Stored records
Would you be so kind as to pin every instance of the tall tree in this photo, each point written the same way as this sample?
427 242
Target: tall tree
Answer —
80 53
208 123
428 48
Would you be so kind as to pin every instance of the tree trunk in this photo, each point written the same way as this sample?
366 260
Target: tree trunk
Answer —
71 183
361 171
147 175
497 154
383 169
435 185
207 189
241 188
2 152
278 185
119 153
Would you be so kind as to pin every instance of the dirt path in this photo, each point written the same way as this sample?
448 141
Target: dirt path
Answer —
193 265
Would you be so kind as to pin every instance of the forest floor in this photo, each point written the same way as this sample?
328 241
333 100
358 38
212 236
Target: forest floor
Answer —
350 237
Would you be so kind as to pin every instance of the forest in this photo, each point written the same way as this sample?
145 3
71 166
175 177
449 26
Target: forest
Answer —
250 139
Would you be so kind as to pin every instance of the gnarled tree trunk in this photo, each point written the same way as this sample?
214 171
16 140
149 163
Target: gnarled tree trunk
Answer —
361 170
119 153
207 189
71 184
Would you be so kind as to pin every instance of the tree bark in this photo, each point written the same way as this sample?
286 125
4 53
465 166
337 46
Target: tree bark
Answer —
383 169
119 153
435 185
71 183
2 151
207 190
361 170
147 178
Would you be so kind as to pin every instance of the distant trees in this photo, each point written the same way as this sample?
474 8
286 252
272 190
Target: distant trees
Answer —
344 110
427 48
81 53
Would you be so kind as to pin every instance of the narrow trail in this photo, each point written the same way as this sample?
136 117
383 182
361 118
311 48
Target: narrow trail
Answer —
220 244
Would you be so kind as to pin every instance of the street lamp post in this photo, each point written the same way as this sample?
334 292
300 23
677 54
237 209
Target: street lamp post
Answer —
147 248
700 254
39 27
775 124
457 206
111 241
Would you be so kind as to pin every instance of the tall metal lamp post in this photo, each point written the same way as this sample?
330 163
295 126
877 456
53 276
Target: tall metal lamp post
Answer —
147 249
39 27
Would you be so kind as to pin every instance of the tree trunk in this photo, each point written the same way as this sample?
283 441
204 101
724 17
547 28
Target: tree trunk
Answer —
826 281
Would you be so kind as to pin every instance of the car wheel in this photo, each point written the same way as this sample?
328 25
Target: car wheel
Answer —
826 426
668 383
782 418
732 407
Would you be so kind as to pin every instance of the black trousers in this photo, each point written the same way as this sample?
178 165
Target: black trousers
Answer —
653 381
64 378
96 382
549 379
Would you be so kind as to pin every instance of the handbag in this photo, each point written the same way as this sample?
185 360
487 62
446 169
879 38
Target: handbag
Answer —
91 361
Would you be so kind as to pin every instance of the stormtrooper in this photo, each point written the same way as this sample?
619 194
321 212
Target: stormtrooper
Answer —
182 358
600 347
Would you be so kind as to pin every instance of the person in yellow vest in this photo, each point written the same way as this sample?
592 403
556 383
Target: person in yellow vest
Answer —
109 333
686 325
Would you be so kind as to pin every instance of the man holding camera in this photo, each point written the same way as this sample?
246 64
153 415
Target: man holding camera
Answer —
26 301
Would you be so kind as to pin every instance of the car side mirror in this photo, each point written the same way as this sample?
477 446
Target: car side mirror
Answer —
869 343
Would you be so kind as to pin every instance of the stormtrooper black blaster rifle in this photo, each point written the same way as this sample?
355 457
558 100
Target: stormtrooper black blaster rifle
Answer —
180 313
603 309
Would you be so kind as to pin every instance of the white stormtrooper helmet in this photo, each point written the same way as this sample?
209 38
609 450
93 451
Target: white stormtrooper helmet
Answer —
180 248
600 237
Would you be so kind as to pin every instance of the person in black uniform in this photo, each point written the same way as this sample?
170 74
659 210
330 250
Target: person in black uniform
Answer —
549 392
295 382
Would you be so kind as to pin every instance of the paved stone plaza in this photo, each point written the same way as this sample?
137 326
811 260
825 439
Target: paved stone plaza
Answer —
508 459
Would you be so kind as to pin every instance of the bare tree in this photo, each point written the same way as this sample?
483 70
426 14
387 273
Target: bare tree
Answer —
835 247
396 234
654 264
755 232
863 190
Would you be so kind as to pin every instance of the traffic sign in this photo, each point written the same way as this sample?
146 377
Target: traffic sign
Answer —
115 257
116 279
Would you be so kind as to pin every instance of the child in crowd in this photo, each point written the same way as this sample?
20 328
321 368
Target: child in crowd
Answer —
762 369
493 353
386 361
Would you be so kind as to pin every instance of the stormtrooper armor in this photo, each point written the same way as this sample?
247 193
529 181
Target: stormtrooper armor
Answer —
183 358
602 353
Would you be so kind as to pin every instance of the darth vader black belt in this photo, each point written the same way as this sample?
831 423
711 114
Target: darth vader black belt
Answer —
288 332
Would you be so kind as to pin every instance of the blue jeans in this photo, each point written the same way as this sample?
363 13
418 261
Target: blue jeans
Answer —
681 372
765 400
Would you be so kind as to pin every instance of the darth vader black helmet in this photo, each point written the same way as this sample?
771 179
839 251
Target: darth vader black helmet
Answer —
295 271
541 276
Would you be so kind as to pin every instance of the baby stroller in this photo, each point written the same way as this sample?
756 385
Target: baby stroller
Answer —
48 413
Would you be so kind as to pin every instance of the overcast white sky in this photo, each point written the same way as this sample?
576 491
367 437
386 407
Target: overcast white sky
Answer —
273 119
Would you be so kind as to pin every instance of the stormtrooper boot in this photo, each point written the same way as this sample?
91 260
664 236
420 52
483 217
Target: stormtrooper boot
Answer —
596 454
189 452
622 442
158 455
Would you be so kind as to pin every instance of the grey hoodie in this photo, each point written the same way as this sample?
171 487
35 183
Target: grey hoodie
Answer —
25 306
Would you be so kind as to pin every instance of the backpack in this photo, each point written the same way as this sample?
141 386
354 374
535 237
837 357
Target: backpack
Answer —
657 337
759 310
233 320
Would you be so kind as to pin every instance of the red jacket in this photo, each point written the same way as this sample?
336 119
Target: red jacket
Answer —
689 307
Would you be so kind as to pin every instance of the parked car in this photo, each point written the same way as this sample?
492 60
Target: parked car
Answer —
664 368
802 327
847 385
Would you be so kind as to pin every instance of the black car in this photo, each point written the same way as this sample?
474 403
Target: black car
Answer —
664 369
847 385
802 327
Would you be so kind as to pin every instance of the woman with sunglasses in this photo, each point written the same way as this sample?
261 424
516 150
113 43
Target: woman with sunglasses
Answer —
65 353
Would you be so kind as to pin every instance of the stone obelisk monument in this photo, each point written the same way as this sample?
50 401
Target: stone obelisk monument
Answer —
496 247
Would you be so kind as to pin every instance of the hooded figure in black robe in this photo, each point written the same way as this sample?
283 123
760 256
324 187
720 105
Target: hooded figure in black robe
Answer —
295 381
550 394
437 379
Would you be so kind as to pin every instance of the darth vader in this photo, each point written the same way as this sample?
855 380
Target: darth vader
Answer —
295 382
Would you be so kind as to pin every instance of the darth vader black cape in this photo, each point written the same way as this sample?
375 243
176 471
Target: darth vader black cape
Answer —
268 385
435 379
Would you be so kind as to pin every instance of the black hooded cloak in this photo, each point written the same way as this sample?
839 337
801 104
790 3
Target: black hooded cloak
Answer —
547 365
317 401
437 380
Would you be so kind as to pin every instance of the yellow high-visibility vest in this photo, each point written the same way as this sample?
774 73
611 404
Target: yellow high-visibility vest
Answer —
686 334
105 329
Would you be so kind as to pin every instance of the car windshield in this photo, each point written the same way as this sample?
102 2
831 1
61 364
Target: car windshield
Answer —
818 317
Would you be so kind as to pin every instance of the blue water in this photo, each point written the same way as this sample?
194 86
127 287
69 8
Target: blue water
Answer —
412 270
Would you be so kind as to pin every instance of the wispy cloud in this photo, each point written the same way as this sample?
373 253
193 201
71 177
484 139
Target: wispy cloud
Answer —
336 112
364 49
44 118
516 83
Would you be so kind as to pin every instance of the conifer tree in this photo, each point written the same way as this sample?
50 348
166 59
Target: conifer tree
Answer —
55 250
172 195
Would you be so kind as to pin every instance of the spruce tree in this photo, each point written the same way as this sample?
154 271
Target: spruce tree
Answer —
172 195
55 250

Exercise aim>
Working through the data above, find every line holding "visibility" and copy it.

Task result>
Would you be so kind as to pin every instance of the yellow high-visibility vest in this photo, each point written the same way as this sample?
Target: yellow high-visibility vest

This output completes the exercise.